V Exame de Ordem (2011.2) - Peça Profissional da prova da OAB 2ª fase de Direito Penal com a resposta formulada pela própria banca e o valor de cada item.
Em 10 de janeiro de 2007, Eliete foi denunciada pelo Ministério Público pela prática do crime de furto qualificado por abuso de confiança, haja vista ter alegado o Parquet que a denunciada havia se valido da qualidade de empregada doméstica para subtrair, em 20 de dezembro de 2006, a quantia de R$ 50,00 de seu patrão Cláudio, presidente da maior empresa do Brasil no segmento de venda de alimentos no varejo.
A denúncia foi recebida em 12 de janeiro de 2007, e, após a instrução criminal, foi proferida, em 10 de dezembro de 2009, sentença penal julgando procedente a pretensão acusatória para condenar Eliete à pena final de dois anos de reclusão, em razão da prática do crime previsto no artigo 155, §2º, inciso IV, do Código Penal. Após a interposição de recurso de apelação exclusivo da defesa, o Tribunal de Justiça entendeu por bem anular toda a instrução criminal, ante a ocorrência de cerceamento de defesa em razão do indeferimento injustificado de uma pergunta formulada a uma testemunha. Novamente realizada a instrução criminal, ficou comprovado que, à época dos fatos, Eliete havia sido contratada por Cláudio havia uma semana e só tinha a obrigação de trabalhar às segundas, quartas e sextas-feiras, de modo que o suposto fato criminoso teria ocorrido no terceiro dia de trabalho da doméstica. Ademais, foi juntada aos autos a comprovação dos rendimentos da vítima, que giravam em torno de R$ 50.000,00 (cinquenta mil reais) mensais. Após a apresentação de memoriais pelas partes, em 9 de fevereiro de 2011, foi proferida nova sentença penal condenando Eliete à pena final de 2 (dois) anos e 6 (seis) meses de reclusão. Em suas razões de decidir, assentou o magistrado que a ré possuía circunstâncias judiciais desfavoráveis, uma vez que se reveste de enorme gravidade a prática de crimes em que se abusa da confiança depositada no agente, motivo pelo qual a pena deveria ser distanciada do mínimo. Ao final, converteu a pena privativa de liberdade em restritiva de direitos, consubstanciada na prestação de 8 (oito) horas semanais de serviços comunitários, durante o período de 2 (dois) anos e 6 (seis) meses em instituição a ser definida pelo juízo de execuções penais. Novamente não houve recurso do Ministério Público, e a sentença foi publicada no Diário Eletrônico em 16 de fevereiro de 2011.

========

### Ações a realizar
(a) Repita o trecho do texto sobre o caso de Eliete compreendido entre "V Exame de Ordem" e "de cada item.", inclusive.
(b) Retome o texto sobre o caso de Eliete a partir do ponto em que ele termina.
Os dados apresentados adiante são dispensáveis.

========

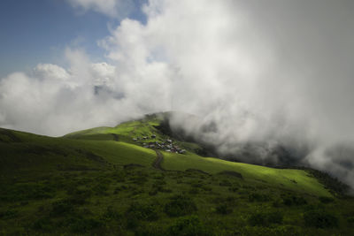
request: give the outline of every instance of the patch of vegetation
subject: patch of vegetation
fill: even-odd
[[[204,225],[197,216],[189,216],[177,219],[176,223],[168,228],[166,235],[175,236],[212,236],[212,229]]]
[[[273,224],[281,224],[283,215],[280,211],[256,212],[250,216],[248,221],[251,226],[269,226]]]
[[[304,214],[304,225],[315,228],[336,228],[339,226],[338,217],[324,209],[312,209]]]
[[[196,210],[196,205],[194,201],[186,195],[174,195],[165,205],[165,213],[169,217],[189,215]]]

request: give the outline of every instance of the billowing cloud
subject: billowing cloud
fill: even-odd
[[[67,0],[73,7],[83,11],[94,11],[112,18],[121,18],[134,6],[129,0]]]
[[[114,16],[110,11],[120,1],[106,2],[72,1]],[[274,150],[285,147],[298,164],[351,182],[353,6],[347,0],[150,0],[142,8],[146,24],[125,19],[99,42],[111,65],[67,50],[66,70],[40,65],[31,76],[3,79],[0,126],[59,135],[182,110],[203,118],[173,122],[221,154],[277,163]],[[217,130],[204,132],[211,122]],[[243,155],[248,145],[252,156]]]

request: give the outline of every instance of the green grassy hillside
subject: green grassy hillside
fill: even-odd
[[[141,146],[170,139],[160,121],[61,138],[0,129],[0,235],[353,235],[353,199],[307,171],[202,157],[178,141],[187,152],[159,160]]]

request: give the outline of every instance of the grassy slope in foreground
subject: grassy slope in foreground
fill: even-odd
[[[150,141],[163,141],[166,137],[154,127],[154,126],[159,124],[159,121],[158,118],[152,118],[125,122],[115,127],[93,128],[69,133],[65,137],[104,141],[112,139],[112,134],[114,133],[119,136],[119,140],[130,142],[133,137],[150,136],[154,133],[157,134],[157,138]],[[136,147],[135,145],[134,146]],[[234,163],[212,157],[202,157],[192,152],[189,152],[187,155],[164,152],[164,156],[163,167],[166,170],[185,171],[187,169],[197,169],[211,174],[223,171],[233,171],[241,173],[245,179],[262,181],[266,185],[274,187],[316,195],[331,195],[319,183],[318,179],[309,176],[308,172],[302,170],[274,169],[260,165]]]
[[[331,195],[316,179],[302,170],[275,169],[234,163],[212,157],[201,157],[191,153],[178,155],[164,152],[164,156],[163,167],[167,170],[198,169],[211,174],[233,171],[241,173],[246,180],[262,181],[266,185],[316,195]]]
[[[52,138],[0,129],[0,171],[12,174],[19,171],[50,171],[65,166],[97,169],[104,163],[149,166],[156,154],[120,141]]]

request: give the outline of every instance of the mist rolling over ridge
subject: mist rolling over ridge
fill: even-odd
[[[59,136],[181,110],[198,119],[175,115],[172,127],[220,156],[311,166],[354,187],[352,1],[150,0],[146,22],[106,2],[68,1],[122,19],[97,42],[106,60],[70,44],[67,66],[1,78],[0,126]]]

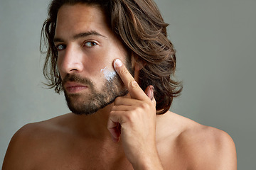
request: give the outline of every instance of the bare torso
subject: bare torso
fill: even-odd
[[[114,143],[103,133],[99,138],[82,132],[75,124],[80,120],[69,113],[25,125],[12,139],[3,169],[133,169],[122,141]],[[226,169],[230,169],[235,156],[225,155],[235,147],[225,132],[171,112],[158,115],[156,122],[156,145],[164,169],[206,169],[206,165],[207,169],[225,169],[216,165],[221,162]]]

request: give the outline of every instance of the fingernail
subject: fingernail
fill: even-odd
[[[122,64],[122,63],[121,60],[119,60],[119,59],[115,60],[114,62],[114,69],[115,69],[116,67],[121,67]]]

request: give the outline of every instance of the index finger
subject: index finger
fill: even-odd
[[[140,88],[138,83],[135,81],[134,78],[129,72],[128,69],[124,64],[122,64],[120,60],[116,59],[114,60],[114,67],[124,84],[124,86],[128,89],[131,98],[142,101],[149,99],[149,97],[146,95],[142,88]]]

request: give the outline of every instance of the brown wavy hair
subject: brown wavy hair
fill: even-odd
[[[53,0],[42,28],[41,41],[41,52],[44,53],[43,45],[47,49],[43,67],[47,85],[56,93],[63,91],[57,68],[58,52],[53,43],[58,11],[63,4],[79,3],[103,9],[110,28],[128,52],[144,64],[139,72],[139,84],[142,89],[154,86],[157,114],[165,113],[173,98],[181,94],[182,85],[174,79],[176,50],[167,38],[169,24],[164,21],[152,0]]]

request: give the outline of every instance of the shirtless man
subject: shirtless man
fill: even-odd
[[[237,169],[227,133],[168,110],[181,89],[154,2],[55,0],[49,13],[44,73],[73,113],[21,128],[3,170]]]

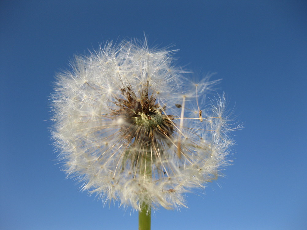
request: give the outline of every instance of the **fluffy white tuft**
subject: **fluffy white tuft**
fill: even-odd
[[[228,163],[224,97],[205,103],[215,82],[191,82],[172,53],[146,41],[110,42],[57,76],[59,158],[83,189],[105,202],[185,206],[183,194],[204,187]]]

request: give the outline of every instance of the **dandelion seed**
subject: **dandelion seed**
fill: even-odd
[[[70,176],[104,202],[141,210],[185,206],[227,163],[232,142],[223,96],[205,104],[215,82],[189,81],[172,51],[145,41],[107,43],[58,74],[52,132]],[[196,91],[195,91],[196,90]],[[194,113],[197,108],[197,112]]]

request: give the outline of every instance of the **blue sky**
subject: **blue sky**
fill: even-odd
[[[152,229],[307,228],[306,2],[165,2],[1,1],[0,228],[137,229],[136,213],[65,179],[48,100],[74,54],[144,32],[178,64],[217,72],[245,126],[225,177],[157,211]]]

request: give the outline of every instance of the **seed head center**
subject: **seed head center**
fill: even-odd
[[[150,115],[146,115],[143,113],[139,113],[139,116],[135,117],[135,123],[137,125],[142,125],[149,128],[156,127],[162,123],[163,118],[161,113],[155,111]]]

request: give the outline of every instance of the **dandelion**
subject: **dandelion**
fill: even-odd
[[[224,96],[206,99],[216,81],[191,82],[173,52],[146,40],[110,42],[76,56],[52,95],[68,175],[139,211],[140,229],[152,208],[185,207],[184,194],[216,179],[233,144]]]

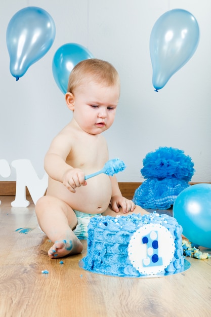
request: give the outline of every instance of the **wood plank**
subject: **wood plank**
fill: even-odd
[[[124,197],[129,199],[132,199],[135,191],[142,182],[119,182],[118,183],[121,192]],[[200,184],[199,182],[190,182],[190,185]],[[211,182],[206,183],[211,184]],[[1,196],[15,196],[16,188],[16,181],[0,181],[0,195]],[[27,187],[26,187],[26,195],[30,196],[30,193]]]

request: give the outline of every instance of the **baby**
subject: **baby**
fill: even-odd
[[[146,213],[122,196],[115,175],[85,179],[108,160],[102,133],[113,123],[119,94],[118,73],[107,62],[87,59],[70,73],[65,100],[72,118],[46,154],[48,190],[35,207],[39,225],[53,243],[52,258],[81,252],[79,239],[87,237],[91,217]]]

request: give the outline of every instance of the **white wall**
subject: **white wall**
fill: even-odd
[[[9,70],[6,34],[19,10],[39,7],[52,17],[52,47],[16,82]],[[175,8],[196,18],[200,37],[193,56],[158,93],[152,84],[149,37],[157,19]],[[195,164],[192,181],[211,181],[211,2],[210,0],[2,0],[0,3],[0,158],[31,161],[43,176],[43,160],[53,137],[71,113],[53,76],[53,56],[77,43],[118,71],[121,93],[115,122],[105,133],[110,158],[127,166],[119,181],[143,181],[146,154],[159,146],[184,150]],[[15,171],[8,178],[15,180]]]

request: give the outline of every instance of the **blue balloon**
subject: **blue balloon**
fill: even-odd
[[[189,61],[199,40],[198,23],[186,10],[170,10],[156,21],[150,38],[152,84],[156,91]]]
[[[173,216],[190,241],[211,248],[211,184],[196,184],[184,189],[176,199]]]
[[[52,70],[62,92],[67,92],[69,76],[74,67],[81,61],[93,57],[88,49],[76,43],[64,44],[57,50],[53,59]]]
[[[7,27],[6,37],[10,70],[17,81],[49,51],[55,34],[54,20],[40,8],[25,8],[13,16]]]

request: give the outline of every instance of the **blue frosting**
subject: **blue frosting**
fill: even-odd
[[[175,244],[174,256],[166,272],[174,272],[184,264],[182,228],[175,218],[168,215],[131,214],[113,217],[93,217],[88,225],[87,255],[83,268],[106,275],[139,277],[140,273],[131,264],[128,248],[134,233],[148,224],[160,224],[171,232]]]

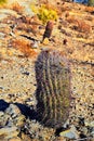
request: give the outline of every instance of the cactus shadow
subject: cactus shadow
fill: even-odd
[[[0,112],[4,112],[12,103],[8,103],[5,102],[3,99],[0,100]],[[35,110],[31,110],[30,107],[28,107],[25,104],[22,103],[13,103],[15,104],[19,111],[22,112],[23,115],[26,116],[26,118],[30,118],[30,119],[37,119],[37,113]]]

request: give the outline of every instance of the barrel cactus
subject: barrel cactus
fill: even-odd
[[[51,128],[67,120],[71,102],[70,68],[59,51],[42,51],[36,62],[38,119]]]
[[[89,5],[94,7],[94,0],[89,0]]]

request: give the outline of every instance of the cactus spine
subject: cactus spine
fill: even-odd
[[[39,120],[44,126],[58,128],[69,115],[70,69],[59,51],[42,51],[36,63]]]

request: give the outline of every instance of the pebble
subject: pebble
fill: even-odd
[[[76,130],[76,127],[71,126],[70,129],[62,131],[61,137],[66,137],[68,139],[78,139],[79,134],[78,134],[78,131]]]

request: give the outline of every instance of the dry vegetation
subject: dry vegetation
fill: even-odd
[[[37,12],[27,14],[26,5],[23,7],[21,1],[0,5],[0,99],[27,107],[36,106],[37,56],[41,50],[59,50],[71,64],[75,106],[70,111],[69,128],[71,125],[78,128],[79,140],[82,138],[80,133],[88,138],[91,136],[90,123],[94,121],[94,7],[62,0],[39,0],[31,4],[36,10],[45,4],[43,10],[46,8],[48,13],[56,12],[56,18],[48,17],[54,20],[54,26],[50,39],[43,42],[48,14],[42,11],[40,20]],[[52,8],[53,11],[49,11]],[[86,125],[79,125],[80,116]],[[25,130],[9,141],[71,141],[55,137],[54,129],[25,120],[27,128],[24,125]],[[3,134],[0,138],[5,141]],[[88,141],[93,141],[93,138],[88,138]]]

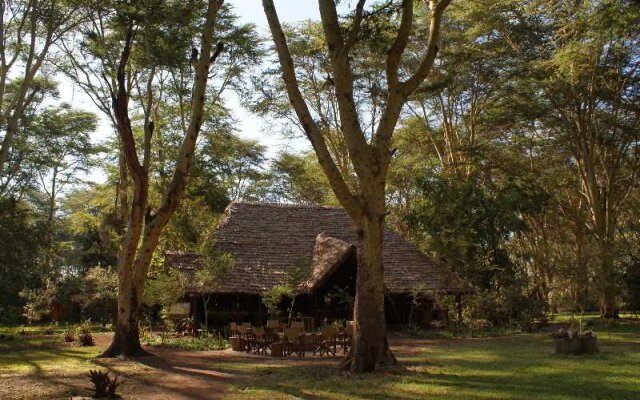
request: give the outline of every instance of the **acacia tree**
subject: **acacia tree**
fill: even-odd
[[[29,129],[34,133],[33,149],[37,158],[37,176],[46,195],[47,254],[45,265],[50,271],[54,264],[56,213],[61,193],[81,182],[78,174],[88,173],[92,157],[98,148],[91,144],[90,133],[95,130],[96,116],[73,110],[70,105],[50,107],[36,116]]]
[[[384,269],[382,242],[386,214],[385,186],[391,160],[391,139],[407,98],[427,78],[440,38],[442,14],[451,0],[431,0],[428,41],[418,67],[413,72],[404,68],[403,55],[414,28],[414,2],[403,0],[395,38],[385,60],[386,90],[384,106],[376,127],[369,134],[361,120],[354,98],[354,76],[350,56],[361,38],[361,27],[370,12],[366,0],[359,0],[351,23],[346,26],[338,16],[334,0],[319,0],[323,32],[330,59],[332,86],[338,103],[339,134],[348,150],[356,179],[352,187],[328,149],[326,131],[316,121],[298,84],[294,60],[280,24],[273,0],[263,0],[269,28],[278,54],[283,79],[291,105],[311,142],[318,161],[327,175],[336,197],[350,216],[358,237],[358,278],[354,305],[355,330],[353,346],[343,364],[355,372],[373,371],[384,364],[395,363],[386,340],[384,316]],[[405,76],[406,74],[406,76]],[[354,187],[353,187],[354,186]]]
[[[81,1],[0,1],[0,177],[20,120],[50,86],[38,79],[52,47],[82,21]]]
[[[550,56],[539,63],[548,107],[541,120],[579,178],[584,224],[598,248],[600,313],[615,318],[621,286],[615,242],[640,165],[640,8],[593,0],[544,12],[553,13],[556,29]]]
[[[104,356],[142,353],[138,319],[144,283],[160,234],[185,192],[204,119],[210,66],[223,50],[222,43],[217,47],[213,45],[222,4],[223,0],[197,4],[134,2],[123,8],[99,10],[93,20],[93,27],[97,31],[89,35],[88,42],[93,44],[94,57],[99,60],[96,64],[102,68],[102,73],[97,74],[103,79],[101,87],[106,88],[111,96],[110,114],[115,122],[122,161],[119,211],[126,224],[118,254],[115,336]],[[110,26],[111,30],[99,30],[104,26]],[[186,115],[183,119],[182,143],[172,178],[160,205],[152,212],[149,200],[151,149],[154,118],[157,118],[162,100],[163,72],[180,69],[184,65],[183,60],[189,62],[184,44],[191,42],[193,38],[189,36],[198,32],[201,35],[199,50],[194,47],[190,59],[192,76],[185,78],[181,75],[185,78],[180,80],[184,86],[179,86],[183,93],[188,93],[187,82],[192,82],[190,104],[184,107]],[[122,46],[119,56],[112,56],[112,46]],[[189,70],[189,67],[186,69]],[[91,76],[82,72],[86,69],[78,68],[77,71],[81,76]],[[160,82],[158,85],[154,81],[156,78]],[[142,109],[141,146],[129,114],[132,98],[137,100]]]

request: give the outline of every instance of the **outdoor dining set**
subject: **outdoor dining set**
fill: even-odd
[[[232,350],[272,357],[346,354],[353,338],[352,321],[347,321],[344,327],[327,325],[315,332],[305,332],[303,321],[287,325],[278,320],[268,320],[266,326],[256,327],[232,322],[229,330]]]

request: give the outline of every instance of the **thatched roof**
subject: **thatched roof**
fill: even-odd
[[[356,235],[341,208],[290,204],[231,203],[214,235],[215,250],[230,253],[234,265],[213,293],[261,294],[289,282],[293,271],[310,267],[299,289],[324,283],[355,251]],[[392,231],[385,232],[382,258],[388,293],[417,286],[460,292],[463,285],[443,267]],[[167,253],[166,262],[185,272],[199,267],[194,254]]]

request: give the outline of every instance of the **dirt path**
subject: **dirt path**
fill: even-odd
[[[417,343],[417,342],[420,343]],[[106,347],[109,337],[98,336],[97,345]],[[394,351],[411,354],[429,340],[392,340]],[[69,399],[89,396],[91,384],[86,374],[99,368],[120,375],[124,399],[183,400],[222,399],[230,384],[250,378],[252,365],[282,366],[327,364],[335,366],[341,357],[288,357],[275,359],[225,351],[187,352],[147,348],[150,355],[135,359],[96,359],[86,370],[39,370],[29,373],[0,373],[0,399]],[[247,365],[249,368],[247,368]]]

========

### As respostas
(a)
V Exame de Ordem (2011.2) - Peça Profissional da prova da OAB 2ª fase de Direito Penal com a resposta formulada pela própria banca e o valor de cada item.

(b)
Com base somente nas informações de que dispõe e nas que podem ser inferidas pelo caso concreto acima, redija, na qualidade de advogado de Eliete, com data para o último dia do prazo legal, o recurso cabível à hipótese, invocando todas as questões de direito pertinentes, mesmo que em caráter eventual.
(Valor: 5,0)
Gabarito Comentado:
O candidato deverá redigir uma apelação, com fundamento no artigo 593, I, do CPP, a ser endereçada ao juiz de direito, com razões inclusas endereçadas ao Tribunal de Justiça. Nas razões recursais, o candidato deverá argumentar que a segunda sentença violou a proibição à reformatio in pejus – configurando-se caso de reformatio in pejus indireta –, contida no artigo 617 do CPP, de modo que, em razão do trânsito em julgado para a acusação, a pena não poderia exceder dois anos de reclusão, estando prescrita a pretensão punitiva estatal, na forma do artigo 109, V, do Código Penal, uma vez que, entre o recebimento da denúncia (12/01/2007) e a prolação de sentença válida (09/02/2011), transcorreu lapso superior a quatro anos.
Superada a questão, o candidato deverá argumentar que inexistia relação de confiança a justificar a incidência da qualificadora (Eliete trabalhava para Cláudio fazia uma semana) e que a quantia subtraída era insignificante, sobretudo tomando-se como referência o patrimônio concreto da vítima. Em razão disso, o candidato deverá requerer a reforma da sentença, de modo a se absolver a ré por atipicidade material de sua conduta, ante a incidência do princípio da insignificância/bagatela.
O candidato deve argumentar, ainda, que, na hipótese de não se reformar a sentença para se absolver a ré, ao menos deveria ser reduzida a pena em razão do furto privilegiado, substituindo-se a sanção por multa.
Em razão de tais pedidos, considerando-se a redução de pena, o candidato deveria requerer a substituição da pena privativa de liberdade por multa, bem como a aplicação da suspensão condicional da pena e/ou suspensão condicional do processo.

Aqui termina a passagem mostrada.